§ EXERCISE TASK
Copy out the items word for word, from the very first line through the line containing "[(115, 516)]", including both ends. Leave the pictures out of your copy.

§ STORED RECORDS
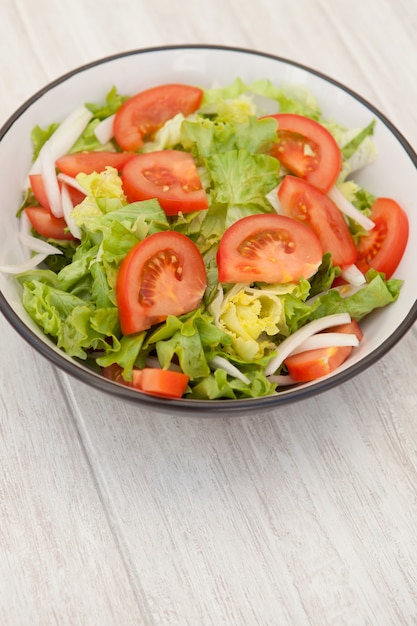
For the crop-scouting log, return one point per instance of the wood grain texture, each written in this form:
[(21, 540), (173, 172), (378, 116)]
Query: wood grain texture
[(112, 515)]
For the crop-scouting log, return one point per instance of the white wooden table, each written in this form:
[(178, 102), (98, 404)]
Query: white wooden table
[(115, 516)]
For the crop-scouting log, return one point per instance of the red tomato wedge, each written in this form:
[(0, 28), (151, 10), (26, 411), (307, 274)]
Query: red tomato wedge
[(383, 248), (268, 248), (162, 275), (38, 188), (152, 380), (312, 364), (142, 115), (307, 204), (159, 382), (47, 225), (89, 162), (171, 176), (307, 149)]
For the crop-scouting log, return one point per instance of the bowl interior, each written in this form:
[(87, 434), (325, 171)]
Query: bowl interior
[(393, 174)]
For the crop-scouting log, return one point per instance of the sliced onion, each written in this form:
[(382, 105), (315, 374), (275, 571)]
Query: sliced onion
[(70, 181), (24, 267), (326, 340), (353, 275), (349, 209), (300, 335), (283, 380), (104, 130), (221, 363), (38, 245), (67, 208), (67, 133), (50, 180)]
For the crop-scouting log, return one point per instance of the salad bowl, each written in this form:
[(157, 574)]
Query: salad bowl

§ ANSWER TO THIS EXERCISE
For the crop-scouting log, return one point per instance of the wood grain texture, each written in this form:
[(21, 540), (173, 172), (378, 116)]
Query: wood grain texture
[(112, 515)]
For the crop-scouting log, return one point per instance of the white wooden table, each written in this form:
[(178, 102), (98, 404)]
Query: white wooden table
[(115, 516)]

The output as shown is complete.